### Work to complete
Transcribe the items between the line containing "Object detection annotation — target class is white dress" and the line containing "[360,242,678,640]", inclusive. Omit the pictures from your copy.

[Records contained in a dataset]
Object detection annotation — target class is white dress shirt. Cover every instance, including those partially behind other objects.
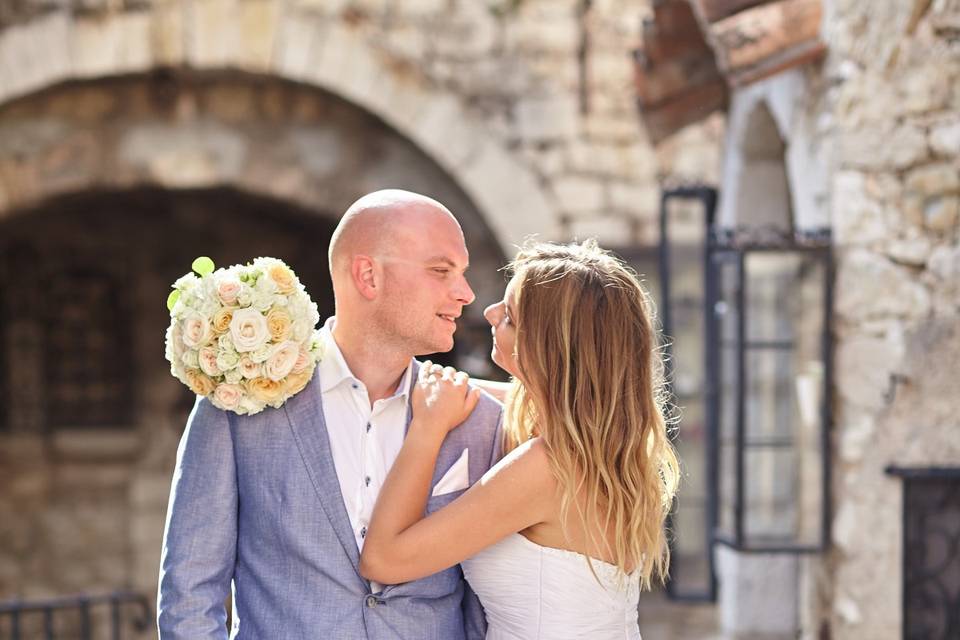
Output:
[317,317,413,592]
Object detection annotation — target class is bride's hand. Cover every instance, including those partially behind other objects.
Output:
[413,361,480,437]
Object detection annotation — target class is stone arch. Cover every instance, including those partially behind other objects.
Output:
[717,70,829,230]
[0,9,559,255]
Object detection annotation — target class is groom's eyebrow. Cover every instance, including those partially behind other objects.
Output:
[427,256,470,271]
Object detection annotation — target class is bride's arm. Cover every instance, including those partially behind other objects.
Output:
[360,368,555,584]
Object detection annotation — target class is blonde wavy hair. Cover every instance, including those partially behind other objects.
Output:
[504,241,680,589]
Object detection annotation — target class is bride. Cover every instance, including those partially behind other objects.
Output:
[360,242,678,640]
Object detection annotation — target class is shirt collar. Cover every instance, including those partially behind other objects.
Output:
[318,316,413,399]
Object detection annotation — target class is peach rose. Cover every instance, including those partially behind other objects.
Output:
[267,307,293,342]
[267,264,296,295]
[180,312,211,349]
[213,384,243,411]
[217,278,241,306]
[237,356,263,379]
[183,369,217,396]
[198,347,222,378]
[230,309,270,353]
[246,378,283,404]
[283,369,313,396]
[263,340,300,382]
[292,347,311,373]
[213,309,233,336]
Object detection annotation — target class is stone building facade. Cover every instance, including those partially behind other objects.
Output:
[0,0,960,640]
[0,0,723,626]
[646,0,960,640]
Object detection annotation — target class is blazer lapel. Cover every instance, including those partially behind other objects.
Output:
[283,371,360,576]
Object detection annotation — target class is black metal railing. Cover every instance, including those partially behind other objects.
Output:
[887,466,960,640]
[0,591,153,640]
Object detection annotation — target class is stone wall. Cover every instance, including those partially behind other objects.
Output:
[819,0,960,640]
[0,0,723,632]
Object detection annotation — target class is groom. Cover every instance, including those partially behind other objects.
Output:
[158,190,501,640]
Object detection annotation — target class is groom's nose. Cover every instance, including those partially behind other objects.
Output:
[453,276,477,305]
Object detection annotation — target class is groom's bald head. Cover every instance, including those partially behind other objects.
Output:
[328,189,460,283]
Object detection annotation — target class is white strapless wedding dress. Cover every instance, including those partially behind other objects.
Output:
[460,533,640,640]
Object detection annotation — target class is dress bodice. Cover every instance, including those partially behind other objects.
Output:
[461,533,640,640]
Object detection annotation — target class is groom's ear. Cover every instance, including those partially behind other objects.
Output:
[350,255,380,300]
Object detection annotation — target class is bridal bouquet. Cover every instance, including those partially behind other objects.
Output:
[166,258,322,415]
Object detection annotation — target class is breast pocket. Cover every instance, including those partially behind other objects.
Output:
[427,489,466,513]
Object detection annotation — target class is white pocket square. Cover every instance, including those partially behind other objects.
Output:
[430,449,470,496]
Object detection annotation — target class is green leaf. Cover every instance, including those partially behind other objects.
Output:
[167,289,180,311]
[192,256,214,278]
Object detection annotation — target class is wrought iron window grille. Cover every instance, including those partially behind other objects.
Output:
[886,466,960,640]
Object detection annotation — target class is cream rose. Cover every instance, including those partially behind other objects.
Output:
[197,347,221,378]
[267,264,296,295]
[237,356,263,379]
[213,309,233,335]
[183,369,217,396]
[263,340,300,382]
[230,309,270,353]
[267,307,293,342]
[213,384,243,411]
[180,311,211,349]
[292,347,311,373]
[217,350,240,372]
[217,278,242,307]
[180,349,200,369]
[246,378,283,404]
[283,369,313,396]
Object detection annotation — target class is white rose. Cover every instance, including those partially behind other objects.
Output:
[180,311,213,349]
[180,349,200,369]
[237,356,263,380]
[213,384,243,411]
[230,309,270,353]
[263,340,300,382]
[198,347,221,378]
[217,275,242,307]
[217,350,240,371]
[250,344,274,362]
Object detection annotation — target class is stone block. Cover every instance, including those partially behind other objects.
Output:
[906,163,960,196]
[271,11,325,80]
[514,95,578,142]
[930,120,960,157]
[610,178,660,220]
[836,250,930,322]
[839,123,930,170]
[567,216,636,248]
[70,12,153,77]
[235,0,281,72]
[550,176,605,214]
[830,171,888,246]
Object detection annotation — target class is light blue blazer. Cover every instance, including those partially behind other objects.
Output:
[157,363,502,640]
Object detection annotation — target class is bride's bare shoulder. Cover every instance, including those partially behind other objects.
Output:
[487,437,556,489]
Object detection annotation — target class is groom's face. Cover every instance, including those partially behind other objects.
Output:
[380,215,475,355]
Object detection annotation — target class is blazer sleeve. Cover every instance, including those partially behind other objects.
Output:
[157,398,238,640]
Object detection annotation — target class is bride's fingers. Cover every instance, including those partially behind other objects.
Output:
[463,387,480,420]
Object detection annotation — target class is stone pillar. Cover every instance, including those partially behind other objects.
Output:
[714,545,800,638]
--
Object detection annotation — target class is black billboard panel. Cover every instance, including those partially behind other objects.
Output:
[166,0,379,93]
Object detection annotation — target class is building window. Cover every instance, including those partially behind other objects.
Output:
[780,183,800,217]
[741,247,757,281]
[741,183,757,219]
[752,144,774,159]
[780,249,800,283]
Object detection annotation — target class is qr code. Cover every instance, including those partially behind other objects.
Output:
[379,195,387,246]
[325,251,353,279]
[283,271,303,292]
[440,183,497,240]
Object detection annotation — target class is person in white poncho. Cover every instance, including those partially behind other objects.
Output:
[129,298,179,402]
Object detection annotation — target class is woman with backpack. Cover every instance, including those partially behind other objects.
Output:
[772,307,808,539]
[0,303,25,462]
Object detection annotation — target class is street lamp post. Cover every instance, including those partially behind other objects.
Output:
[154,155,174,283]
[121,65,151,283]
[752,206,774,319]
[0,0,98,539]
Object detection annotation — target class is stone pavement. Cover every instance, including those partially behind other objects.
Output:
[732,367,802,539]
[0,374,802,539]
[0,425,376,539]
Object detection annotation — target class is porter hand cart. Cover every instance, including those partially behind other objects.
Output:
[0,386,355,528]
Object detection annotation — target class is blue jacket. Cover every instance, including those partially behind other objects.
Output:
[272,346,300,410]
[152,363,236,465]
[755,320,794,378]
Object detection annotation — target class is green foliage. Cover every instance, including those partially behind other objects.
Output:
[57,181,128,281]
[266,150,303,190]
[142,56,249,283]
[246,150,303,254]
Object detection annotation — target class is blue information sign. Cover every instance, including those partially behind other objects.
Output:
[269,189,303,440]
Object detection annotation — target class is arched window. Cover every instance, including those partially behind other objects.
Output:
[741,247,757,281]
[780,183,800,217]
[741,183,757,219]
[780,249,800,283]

### Complete response
Object detection annotation — target class is white dress shirt. Cover every instance, including those partially behind other objects.
Output:
[317,317,413,592]
Object detection annotation — target class is bride's hand. Cover every instance, including those partially behind other objects.
Output:
[413,361,480,437]
Object detection annotation — target class is stone arch. Cover every instance, including those partially behind other objects.
Output:
[717,70,829,230]
[0,9,559,255]
Object detection annotation — target class is groom's eyebrow. Cover every instance, including those partially behind other objects.
Output:
[427,256,470,271]
Object detection annotation — target class is bride's arm. Cover every instance, including those partially behind other objects.
Output:
[360,368,555,584]
Object detection annotation — target class is blonde wavy hair. Cover every instance, including those partially behind other objects.
Output:
[504,241,680,589]
Object detection annotation — target class is bride. Cover every instance, including those partially behind other objects.
Output:
[360,242,678,640]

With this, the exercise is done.